◆ **INSTRUCTIONS TO FOLLOW**: Select every line of the material below that contains the word "microphone", and copy each of those lines.

Detection examples
================
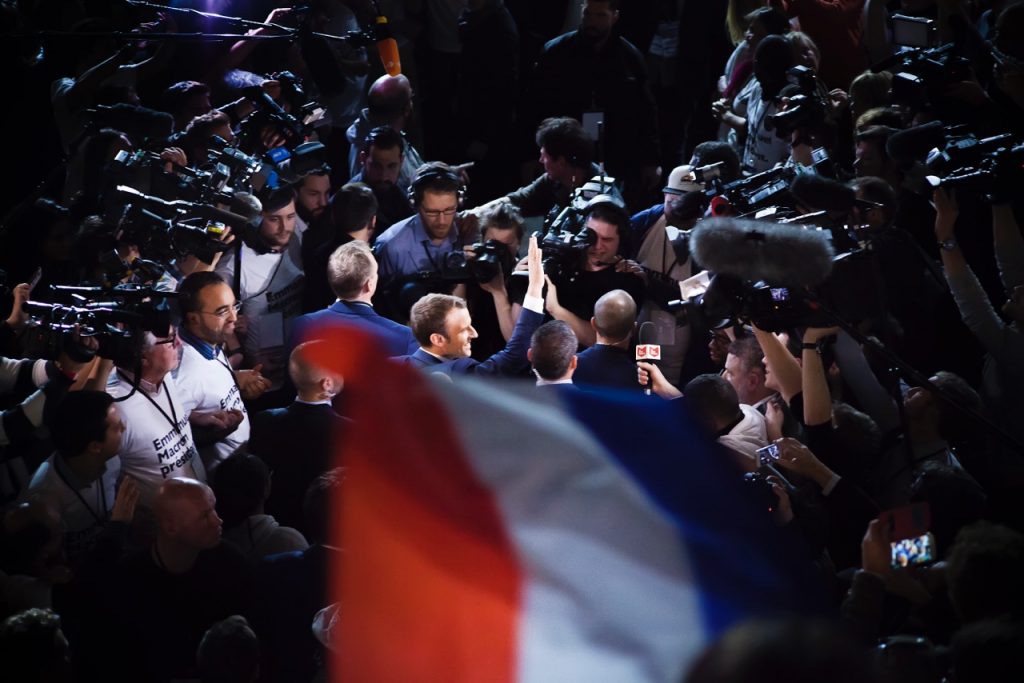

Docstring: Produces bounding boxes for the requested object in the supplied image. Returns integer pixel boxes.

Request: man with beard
[295,166,331,240]
[175,272,269,472]
[524,0,658,205]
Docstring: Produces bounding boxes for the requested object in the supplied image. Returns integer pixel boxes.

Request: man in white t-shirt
[29,391,137,564]
[216,186,304,389]
[174,272,269,473]
[106,330,223,507]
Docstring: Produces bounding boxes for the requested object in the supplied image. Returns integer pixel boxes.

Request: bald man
[345,74,423,191]
[110,478,251,681]
[572,290,641,391]
[249,341,349,535]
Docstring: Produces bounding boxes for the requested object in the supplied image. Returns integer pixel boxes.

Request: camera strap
[117,370,181,435]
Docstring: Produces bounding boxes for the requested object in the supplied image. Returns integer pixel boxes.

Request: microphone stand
[804,292,1024,455]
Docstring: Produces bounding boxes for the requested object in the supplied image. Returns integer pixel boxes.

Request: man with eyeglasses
[377,162,462,283]
[174,272,270,472]
[106,329,206,508]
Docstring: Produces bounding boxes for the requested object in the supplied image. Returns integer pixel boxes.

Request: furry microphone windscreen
[690,218,835,287]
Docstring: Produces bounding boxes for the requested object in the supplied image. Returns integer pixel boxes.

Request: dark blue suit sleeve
[462,308,544,376]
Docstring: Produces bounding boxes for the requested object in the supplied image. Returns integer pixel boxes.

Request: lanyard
[53,458,106,524]
[118,370,181,435]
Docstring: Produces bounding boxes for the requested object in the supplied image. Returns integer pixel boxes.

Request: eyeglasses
[199,301,242,317]
[154,333,178,346]
[420,209,458,218]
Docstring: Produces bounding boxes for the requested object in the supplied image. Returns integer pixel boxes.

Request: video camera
[23,285,177,367]
[413,240,515,291]
[238,72,325,154]
[925,135,1024,202]
[765,66,828,139]
[871,43,971,112]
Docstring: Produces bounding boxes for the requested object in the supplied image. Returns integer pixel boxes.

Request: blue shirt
[376,213,462,282]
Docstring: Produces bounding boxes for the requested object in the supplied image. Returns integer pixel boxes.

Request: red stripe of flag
[312,327,523,683]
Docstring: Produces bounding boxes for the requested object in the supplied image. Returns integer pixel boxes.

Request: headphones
[406,162,466,209]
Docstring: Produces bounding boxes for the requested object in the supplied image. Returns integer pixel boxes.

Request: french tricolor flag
[305,327,814,683]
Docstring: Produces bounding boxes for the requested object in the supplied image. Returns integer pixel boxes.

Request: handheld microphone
[690,218,835,287]
[374,14,401,76]
[636,321,662,396]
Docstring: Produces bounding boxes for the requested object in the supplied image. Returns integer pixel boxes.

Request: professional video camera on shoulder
[23,285,177,367]
[886,121,1024,201]
[538,175,626,275]
[238,72,325,154]
[765,66,828,139]
[108,185,248,263]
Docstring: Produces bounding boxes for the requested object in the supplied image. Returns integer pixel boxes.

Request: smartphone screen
[892,14,935,47]
[889,531,935,569]
[757,443,778,467]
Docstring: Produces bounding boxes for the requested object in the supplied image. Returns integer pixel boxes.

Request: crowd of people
[0,0,1024,683]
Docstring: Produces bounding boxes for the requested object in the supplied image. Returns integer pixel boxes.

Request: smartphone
[879,503,932,541]
[889,531,935,569]
[889,14,938,47]
[757,443,778,467]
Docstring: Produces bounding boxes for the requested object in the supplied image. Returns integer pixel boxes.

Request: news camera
[23,285,177,367]
[765,66,828,139]
[238,72,325,154]
[871,43,971,112]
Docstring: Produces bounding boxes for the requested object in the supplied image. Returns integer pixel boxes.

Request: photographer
[546,197,646,346]
[715,36,794,174]
[210,185,303,389]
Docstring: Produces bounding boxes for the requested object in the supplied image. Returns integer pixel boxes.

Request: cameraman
[466,202,523,360]
[714,36,794,175]
[546,197,646,346]
[0,283,96,460]
[375,162,473,319]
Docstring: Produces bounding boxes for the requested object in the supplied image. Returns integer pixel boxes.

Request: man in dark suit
[526,321,580,391]
[573,290,642,390]
[400,237,544,376]
[249,341,349,535]
[292,240,419,355]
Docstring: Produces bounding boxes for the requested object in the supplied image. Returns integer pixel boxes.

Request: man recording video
[546,197,645,346]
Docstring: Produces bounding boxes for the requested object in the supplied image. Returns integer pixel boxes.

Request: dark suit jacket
[289,301,419,356]
[398,308,544,377]
[572,344,642,391]
[249,401,349,533]
[252,544,337,683]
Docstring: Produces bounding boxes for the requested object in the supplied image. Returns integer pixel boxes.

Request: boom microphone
[374,11,401,76]
[886,121,946,168]
[690,218,835,287]
[636,321,662,396]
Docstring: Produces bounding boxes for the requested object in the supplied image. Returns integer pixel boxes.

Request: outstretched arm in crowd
[992,198,1024,296]
[754,327,801,403]
[801,328,838,427]
[934,187,1024,376]
[836,332,900,433]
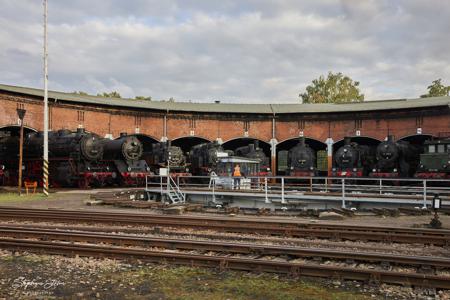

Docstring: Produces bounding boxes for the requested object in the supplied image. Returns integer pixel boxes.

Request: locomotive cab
[216,156,260,189]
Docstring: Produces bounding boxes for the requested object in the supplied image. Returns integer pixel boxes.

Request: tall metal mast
[42,0,48,196]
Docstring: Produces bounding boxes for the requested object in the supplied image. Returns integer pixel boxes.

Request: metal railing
[146,175,450,208]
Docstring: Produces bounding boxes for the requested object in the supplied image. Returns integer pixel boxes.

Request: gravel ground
[0,189,450,229]
[0,251,450,300]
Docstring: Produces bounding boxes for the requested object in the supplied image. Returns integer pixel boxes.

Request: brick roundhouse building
[0,85,450,172]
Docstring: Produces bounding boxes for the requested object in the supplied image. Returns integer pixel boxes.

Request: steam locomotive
[415,138,450,179]
[332,137,374,177]
[189,142,233,176]
[370,135,421,178]
[145,141,190,176]
[0,128,149,187]
[234,141,272,176]
[288,137,316,177]
[102,133,150,185]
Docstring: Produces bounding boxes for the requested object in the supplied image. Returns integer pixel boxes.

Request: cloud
[0,0,450,103]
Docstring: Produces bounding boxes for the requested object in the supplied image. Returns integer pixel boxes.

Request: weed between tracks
[0,252,373,300]
[0,193,54,205]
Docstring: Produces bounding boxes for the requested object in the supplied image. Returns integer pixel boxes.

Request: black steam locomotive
[415,138,450,179]
[145,141,189,176]
[189,142,233,176]
[234,141,272,176]
[287,137,317,177]
[370,136,421,178]
[332,137,374,177]
[0,128,149,187]
[102,133,150,185]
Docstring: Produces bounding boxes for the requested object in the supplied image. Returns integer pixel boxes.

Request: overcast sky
[0,0,450,103]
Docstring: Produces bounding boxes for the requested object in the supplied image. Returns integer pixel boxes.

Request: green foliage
[134,96,152,101]
[420,78,450,98]
[97,91,122,98]
[299,72,364,103]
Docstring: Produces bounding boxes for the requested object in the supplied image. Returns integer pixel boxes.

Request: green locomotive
[416,138,450,179]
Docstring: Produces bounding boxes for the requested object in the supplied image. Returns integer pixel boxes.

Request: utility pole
[17,108,26,196]
[42,0,48,196]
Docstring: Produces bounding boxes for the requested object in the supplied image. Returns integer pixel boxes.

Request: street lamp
[17,108,27,195]
[430,193,442,229]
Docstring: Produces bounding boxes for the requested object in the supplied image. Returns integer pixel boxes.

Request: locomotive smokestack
[77,128,85,135]
[298,136,305,146]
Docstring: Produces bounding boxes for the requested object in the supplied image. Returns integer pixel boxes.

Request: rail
[146,175,450,209]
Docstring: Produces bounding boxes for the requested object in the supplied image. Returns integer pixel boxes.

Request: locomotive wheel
[78,178,89,189]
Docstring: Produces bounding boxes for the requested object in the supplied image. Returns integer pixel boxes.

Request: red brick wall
[0,93,450,142]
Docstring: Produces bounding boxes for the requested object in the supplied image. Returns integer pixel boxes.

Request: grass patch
[122,267,370,300]
[0,193,54,204]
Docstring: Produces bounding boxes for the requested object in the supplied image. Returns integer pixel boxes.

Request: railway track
[0,226,450,270]
[0,207,450,246]
[0,239,450,289]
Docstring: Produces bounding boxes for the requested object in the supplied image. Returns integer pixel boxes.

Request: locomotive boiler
[234,141,271,176]
[288,137,316,177]
[189,142,233,176]
[0,128,113,187]
[146,141,188,175]
[370,135,421,178]
[332,137,374,177]
[102,133,150,185]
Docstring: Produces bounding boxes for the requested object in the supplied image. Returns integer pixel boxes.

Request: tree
[134,96,152,101]
[299,72,364,103]
[420,78,450,98]
[97,91,122,98]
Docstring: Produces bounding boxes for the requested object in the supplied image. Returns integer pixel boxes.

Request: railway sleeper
[417,265,436,275]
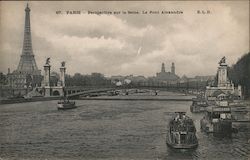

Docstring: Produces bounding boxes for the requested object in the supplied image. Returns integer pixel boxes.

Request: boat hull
[166,133,198,149]
[57,102,77,110]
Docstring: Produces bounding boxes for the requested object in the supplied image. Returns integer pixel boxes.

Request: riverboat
[200,106,237,134]
[166,112,198,149]
[190,98,208,113]
[57,99,77,110]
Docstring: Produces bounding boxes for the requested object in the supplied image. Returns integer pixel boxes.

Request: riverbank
[0,96,60,105]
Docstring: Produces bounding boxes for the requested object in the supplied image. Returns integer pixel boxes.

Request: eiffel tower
[8,4,42,88]
[16,4,41,75]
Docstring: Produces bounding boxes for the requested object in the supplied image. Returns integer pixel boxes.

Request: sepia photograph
[0,0,250,160]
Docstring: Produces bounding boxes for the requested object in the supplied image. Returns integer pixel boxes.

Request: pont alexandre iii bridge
[64,83,205,98]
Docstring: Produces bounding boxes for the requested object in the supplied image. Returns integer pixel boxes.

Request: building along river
[0,94,250,160]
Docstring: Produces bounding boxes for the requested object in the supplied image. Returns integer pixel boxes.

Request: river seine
[0,92,250,160]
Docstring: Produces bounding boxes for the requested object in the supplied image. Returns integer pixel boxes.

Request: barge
[166,112,198,149]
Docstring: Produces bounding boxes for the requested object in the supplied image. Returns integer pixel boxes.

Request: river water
[0,92,250,160]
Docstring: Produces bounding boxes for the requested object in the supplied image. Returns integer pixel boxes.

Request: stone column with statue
[60,61,66,87]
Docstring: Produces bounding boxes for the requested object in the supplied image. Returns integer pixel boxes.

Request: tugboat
[167,112,198,149]
[57,98,77,110]
[190,98,208,113]
[57,88,77,110]
[200,106,237,135]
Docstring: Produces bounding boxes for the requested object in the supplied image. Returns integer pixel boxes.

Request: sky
[0,1,249,77]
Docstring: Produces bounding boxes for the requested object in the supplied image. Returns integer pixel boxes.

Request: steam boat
[190,98,208,113]
[167,112,198,149]
[57,97,77,110]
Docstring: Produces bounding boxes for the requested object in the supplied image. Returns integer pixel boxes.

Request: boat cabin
[205,106,232,122]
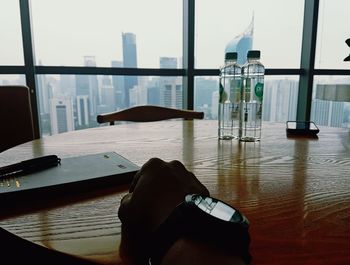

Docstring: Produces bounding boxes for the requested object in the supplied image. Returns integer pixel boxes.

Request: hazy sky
[0,0,350,69]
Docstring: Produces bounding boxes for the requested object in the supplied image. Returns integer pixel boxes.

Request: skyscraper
[159,57,177,69]
[225,16,254,65]
[159,57,182,109]
[77,95,90,128]
[122,33,138,108]
[112,61,125,110]
[50,97,74,134]
[75,56,99,115]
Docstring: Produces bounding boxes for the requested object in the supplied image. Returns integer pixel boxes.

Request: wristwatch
[148,194,251,265]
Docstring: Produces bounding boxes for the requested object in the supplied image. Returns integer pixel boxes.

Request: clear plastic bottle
[239,50,265,142]
[218,52,242,140]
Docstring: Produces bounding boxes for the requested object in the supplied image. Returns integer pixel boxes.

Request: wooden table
[0,120,350,265]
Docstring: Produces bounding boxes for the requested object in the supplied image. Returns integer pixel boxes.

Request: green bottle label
[219,82,227,103]
[254,83,264,100]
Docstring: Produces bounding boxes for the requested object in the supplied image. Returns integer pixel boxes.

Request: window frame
[0,0,350,138]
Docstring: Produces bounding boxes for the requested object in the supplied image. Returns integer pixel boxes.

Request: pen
[0,155,61,178]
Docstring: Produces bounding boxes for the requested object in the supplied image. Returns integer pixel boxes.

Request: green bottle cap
[247,50,260,59]
[225,52,237,60]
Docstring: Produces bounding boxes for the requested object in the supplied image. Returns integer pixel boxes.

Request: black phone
[286,121,320,137]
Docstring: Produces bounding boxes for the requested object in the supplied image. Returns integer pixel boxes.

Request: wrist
[161,237,246,265]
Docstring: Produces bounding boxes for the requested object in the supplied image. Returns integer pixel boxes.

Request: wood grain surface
[0,120,350,265]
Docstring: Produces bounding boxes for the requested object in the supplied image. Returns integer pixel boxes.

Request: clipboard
[0,152,140,199]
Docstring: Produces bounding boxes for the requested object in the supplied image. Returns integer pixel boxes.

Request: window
[0,0,24,65]
[0,75,26,86]
[31,0,182,68]
[315,0,350,69]
[195,0,304,68]
[195,76,299,122]
[37,75,182,135]
[311,76,350,128]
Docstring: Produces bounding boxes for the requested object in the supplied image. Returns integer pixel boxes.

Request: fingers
[118,193,132,223]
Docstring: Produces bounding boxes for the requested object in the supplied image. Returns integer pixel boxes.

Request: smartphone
[286,121,320,137]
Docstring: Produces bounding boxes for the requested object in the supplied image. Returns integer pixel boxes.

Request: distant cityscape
[0,26,350,135]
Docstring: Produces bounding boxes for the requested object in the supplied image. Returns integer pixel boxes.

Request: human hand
[118,158,209,234]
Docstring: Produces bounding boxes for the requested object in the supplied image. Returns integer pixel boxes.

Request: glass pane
[315,0,350,69]
[311,76,350,128]
[195,76,299,122]
[37,75,182,135]
[0,0,24,65]
[31,0,182,68]
[195,0,304,68]
[0,75,26,86]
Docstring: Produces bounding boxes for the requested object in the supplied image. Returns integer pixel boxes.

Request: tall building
[262,79,298,122]
[112,61,125,110]
[50,97,74,134]
[37,75,53,115]
[159,57,182,109]
[60,75,75,96]
[311,99,345,127]
[75,56,99,115]
[77,95,90,127]
[99,75,115,112]
[159,57,177,69]
[225,16,254,65]
[122,33,138,108]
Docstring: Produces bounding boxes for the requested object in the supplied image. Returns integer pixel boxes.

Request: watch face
[190,195,243,222]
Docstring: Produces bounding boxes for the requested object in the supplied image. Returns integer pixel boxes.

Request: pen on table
[0,155,61,178]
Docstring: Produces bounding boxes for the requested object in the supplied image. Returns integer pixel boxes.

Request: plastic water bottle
[239,50,265,142]
[218,52,242,140]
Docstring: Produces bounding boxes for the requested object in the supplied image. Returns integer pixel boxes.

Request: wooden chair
[0,86,34,152]
[97,105,204,125]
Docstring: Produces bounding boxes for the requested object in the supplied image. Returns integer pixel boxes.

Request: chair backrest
[0,86,34,152]
[97,105,204,125]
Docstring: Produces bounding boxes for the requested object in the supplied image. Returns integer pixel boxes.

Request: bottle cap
[247,50,260,59]
[225,52,237,60]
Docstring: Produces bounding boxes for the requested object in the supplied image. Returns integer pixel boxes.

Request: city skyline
[0,0,350,69]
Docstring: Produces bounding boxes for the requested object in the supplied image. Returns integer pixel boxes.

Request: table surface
[0,120,350,265]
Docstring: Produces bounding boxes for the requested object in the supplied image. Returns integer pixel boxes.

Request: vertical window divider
[182,0,195,110]
[19,0,40,138]
[297,0,319,121]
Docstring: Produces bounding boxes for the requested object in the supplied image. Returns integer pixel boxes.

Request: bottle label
[254,83,264,100]
[219,82,227,103]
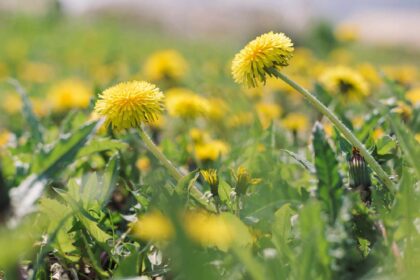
================
◆ **EXERCISE OUTPUT**:
Request: microphone stand
Request: furry microphone windscreen
Request: handheld microphone
Request: boom microphone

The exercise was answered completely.